§ Excerpt provided
* START *

Yes you are completely right.
The assert in acquire should not be there. It is expected to have possible
concurrence here and the lock will serialize the usage.
So i will remove the ASSERT in tx and rx acquire.
The ASSERT in release should still be there.

Cheers
Bertrand

> 
> Cheers,
> Jens
> 
>> +        if ( !rxtx_desc )

* END *

Please answer these questions about the reply on the acquire and release ASSERTs:
(a) Which ASSERTs does the writer plan to remove?
(b) Which ASSERT does the writer say should still be there?
(c) What will serialize the usage when concurrence happens?
The records that follow have no connection to the reply above.

[Entries for bounding box labeling]
* START *

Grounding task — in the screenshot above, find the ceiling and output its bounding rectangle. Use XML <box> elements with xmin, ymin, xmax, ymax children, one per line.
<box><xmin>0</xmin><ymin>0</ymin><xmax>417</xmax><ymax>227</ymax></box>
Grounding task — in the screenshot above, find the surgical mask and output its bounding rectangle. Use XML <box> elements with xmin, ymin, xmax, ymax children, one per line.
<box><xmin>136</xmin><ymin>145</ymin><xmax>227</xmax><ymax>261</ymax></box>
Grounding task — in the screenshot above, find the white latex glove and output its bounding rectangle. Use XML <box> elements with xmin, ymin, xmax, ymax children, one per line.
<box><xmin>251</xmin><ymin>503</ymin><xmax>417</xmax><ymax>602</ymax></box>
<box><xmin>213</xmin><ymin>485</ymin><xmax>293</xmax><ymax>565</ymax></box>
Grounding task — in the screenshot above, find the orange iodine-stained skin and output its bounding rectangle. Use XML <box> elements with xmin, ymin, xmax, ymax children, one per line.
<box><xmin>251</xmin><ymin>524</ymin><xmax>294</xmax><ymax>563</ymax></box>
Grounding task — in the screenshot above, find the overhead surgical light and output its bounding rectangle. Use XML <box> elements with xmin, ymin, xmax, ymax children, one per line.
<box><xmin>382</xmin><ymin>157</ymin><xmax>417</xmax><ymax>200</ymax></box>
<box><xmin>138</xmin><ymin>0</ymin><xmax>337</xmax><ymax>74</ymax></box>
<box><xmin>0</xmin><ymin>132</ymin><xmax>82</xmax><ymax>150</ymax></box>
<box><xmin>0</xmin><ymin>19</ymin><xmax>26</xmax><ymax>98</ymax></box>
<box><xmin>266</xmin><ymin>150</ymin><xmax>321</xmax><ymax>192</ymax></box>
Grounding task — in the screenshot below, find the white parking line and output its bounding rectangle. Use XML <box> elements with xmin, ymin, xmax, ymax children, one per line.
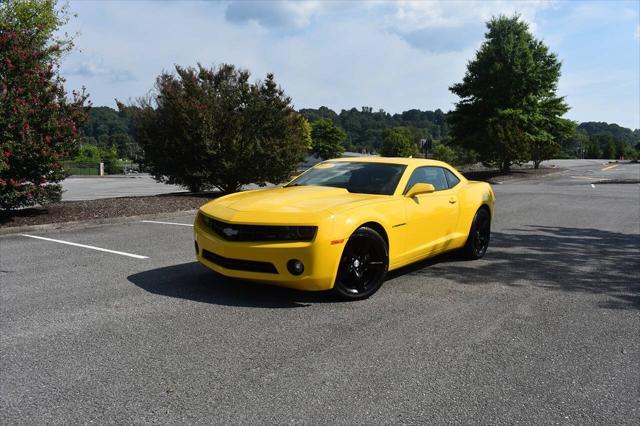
<box><xmin>20</xmin><ymin>234</ymin><xmax>149</xmax><ymax>259</ymax></box>
<box><xmin>140</xmin><ymin>220</ymin><xmax>193</xmax><ymax>226</ymax></box>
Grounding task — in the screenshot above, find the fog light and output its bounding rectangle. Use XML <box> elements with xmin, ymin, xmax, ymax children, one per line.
<box><xmin>287</xmin><ymin>259</ymin><xmax>304</xmax><ymax>275</ymax></box>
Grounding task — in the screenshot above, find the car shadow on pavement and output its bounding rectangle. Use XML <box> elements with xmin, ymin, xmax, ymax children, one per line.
<box><xmin>398</xmin><ymin>226</ymin><xmax>640</xmax><ymax>309</ymax></box>
<box><xmin>127</xmin><ymin>262</ymin><xmax>335</xmax><ymax>308</ymax></box>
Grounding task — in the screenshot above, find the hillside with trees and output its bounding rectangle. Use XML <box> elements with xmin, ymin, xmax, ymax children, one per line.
<box><xmin>300</xmin><ymin>106</ymin><xmax>449</xmax><ymax>153</ymax></box>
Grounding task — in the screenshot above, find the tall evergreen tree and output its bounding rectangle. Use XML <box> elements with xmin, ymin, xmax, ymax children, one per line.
<box><xmin>448</xmin><ymin>16</ymin><xmax>575</xmax><ymax>171</ymax></box>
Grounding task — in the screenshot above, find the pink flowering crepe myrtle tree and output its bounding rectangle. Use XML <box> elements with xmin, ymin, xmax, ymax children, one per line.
<box><xmin>0</xmin><ymin>31</ymin><xmax>91</xmax><ymax>210</ymax></box>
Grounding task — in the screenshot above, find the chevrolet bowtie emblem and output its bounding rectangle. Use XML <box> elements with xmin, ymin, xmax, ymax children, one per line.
<box><xmin>222</xmin><ymin>228</ymin><xmax>239</xmax><ymax>237</ymax></box>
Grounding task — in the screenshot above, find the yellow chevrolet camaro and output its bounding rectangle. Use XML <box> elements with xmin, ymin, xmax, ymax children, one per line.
<box><xmin>194</xmin><ymin>157</ymin><xmax>495</xmax><ymax>299</ymax></box>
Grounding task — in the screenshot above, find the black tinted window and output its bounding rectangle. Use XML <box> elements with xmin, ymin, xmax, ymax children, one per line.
<box><xmin>405</xmin><ymin>167</ymin><xmax>449</xmax><ymax>193</ymax></box>
<box><xmin>287</xmin><ymin>161</ymin><xmax>407</xmax><ymax>195</ymax></box>
<box><xmin>443</xmin><ymin>169</ymin><xmax>460</xmax><ymax>188</ymax></box>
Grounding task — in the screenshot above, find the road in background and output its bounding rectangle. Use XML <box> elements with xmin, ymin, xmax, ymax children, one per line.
<box><xmin>62</xmin><ymin>173</ymin><xmax>185</xmax><ymax>201</ymax></box>
<box><xmin>62</xmin><ymin>173</ymin><xmax>268</xmax><ymax>201</ymax></box>
<box><xmin>0</xmin><ymin>162</ymin><xmax>640</xmax><ymax>424</ymax></box>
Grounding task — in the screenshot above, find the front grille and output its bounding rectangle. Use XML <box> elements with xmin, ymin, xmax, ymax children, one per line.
<box><xmin>200</xmin><ymin>214</ymin><xmax>318</xmax><ymax>242</ymax></box>
<box><xmin>202</xmin><ymin>249</ymin><xmax>278</xmax><ymax>274</ymax></box>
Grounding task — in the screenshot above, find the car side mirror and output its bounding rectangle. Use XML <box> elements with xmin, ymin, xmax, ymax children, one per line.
<box><xmin>406</xmin><ymin>183</ymin><xmax>436</xmax><ymax>198</ymax></box>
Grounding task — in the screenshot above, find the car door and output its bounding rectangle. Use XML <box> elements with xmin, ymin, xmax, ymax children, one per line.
<box><xmin>404</xmin><ymin>166</ymin><xmax>459</xmax><ymax>260</ymax></box>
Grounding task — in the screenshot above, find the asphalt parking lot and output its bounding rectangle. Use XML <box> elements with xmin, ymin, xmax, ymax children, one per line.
<box><xmin>0</xmin><ymin>160</ymin><xmax>640</xmax><ymax>424</ymax></box>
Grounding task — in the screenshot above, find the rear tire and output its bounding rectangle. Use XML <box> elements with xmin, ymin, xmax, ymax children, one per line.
<box><xmin>462</xmin><ymin>208</ymin><xmax>491</xmax><ymax>260</ymax></box>
<box><xmin>333</xmin><ymin>226</ymin><xmax>389</xmax><ymax>300</ymax></box>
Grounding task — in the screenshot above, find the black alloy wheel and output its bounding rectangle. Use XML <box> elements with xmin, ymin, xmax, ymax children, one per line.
<box><xmin>462</xmin><ymin>208</ymin><xmax>491</xmax><ymax>260</ymax></box>
<box><xmin>333</xmin><ymin>227</ymin><xmax>389</xmax><ymax>300</ymax></box>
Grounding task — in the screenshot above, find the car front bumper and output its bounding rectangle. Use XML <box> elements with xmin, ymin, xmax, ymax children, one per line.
<box><xmin>194</xmin><ymin>215</ymin><xmax>344</xmax><ymax>291</ymax></box>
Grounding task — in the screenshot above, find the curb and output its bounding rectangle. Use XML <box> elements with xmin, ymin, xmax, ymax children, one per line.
<box><xmin>0</xmin><ymin>210</ymin><xmax>198</xmax><ymax>235</ymax></box>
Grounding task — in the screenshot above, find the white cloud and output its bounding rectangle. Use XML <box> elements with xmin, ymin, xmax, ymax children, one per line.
<box><xmin>58</xmin><ymin>1</ymin><xmax>637</xmax><ymax>125</ymax></box>
<box><xmin>225</xmin><ymin>0</ymin><xmax>322</xmax><ymax>28</ymax></box>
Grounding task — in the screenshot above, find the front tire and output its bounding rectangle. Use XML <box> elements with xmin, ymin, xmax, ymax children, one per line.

* END *

§ Task output
(a) The ASSERT in tx and rx acquire.
(b) The ASSERT in release.
(c) The lock.